▶ Text passage
2025-01-17, 13:59:35 +0100, Antonio Quartulli wrote:
On 17/01/2025 12:48, Sabrina Dubroca wrote:
2025-01-13, 10:31:39 +0100, Antonio Quartulli wrote:
int ovpn_nl_peer_new_doit(struct sk_buff *skb, struct genl_info *info) {
- return -EOPNOTSUPP;
- struct nlattr *attrs[OVPN_A_PEER_MAX + 1];
- struct ovpn_priv *ovpn = info->user_ptr[0];
- struct ovpn_socket *ovpn_sock;
- struct socket *sock = NULL;
- struct ovpn_peer *peer;
- u32 sockfd, peer_id;
- int ret;
- /* peers can only be added when the interface is up and running */
- if (!netif_running(ovpn->dev))
return -ENETDOWN;
Since we're not under rtnl_lock here, the device could go down while we're creating this peer, and we may end up with a down device that has a peer anyway.

▶ Request
Reproduce the stretch of the review thread from "return -ENETDOWN;" through "a peer anyway.". The records have nothing to do with the review thread.

▶ Record list
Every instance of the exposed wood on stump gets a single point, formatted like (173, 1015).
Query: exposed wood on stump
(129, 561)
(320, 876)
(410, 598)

▶ Complete response
return -ENETDOWN;
Since we're not under rtnl_lock here, the device could go down while we're creating this peer, and we may end up with a down device that has a peer anyway.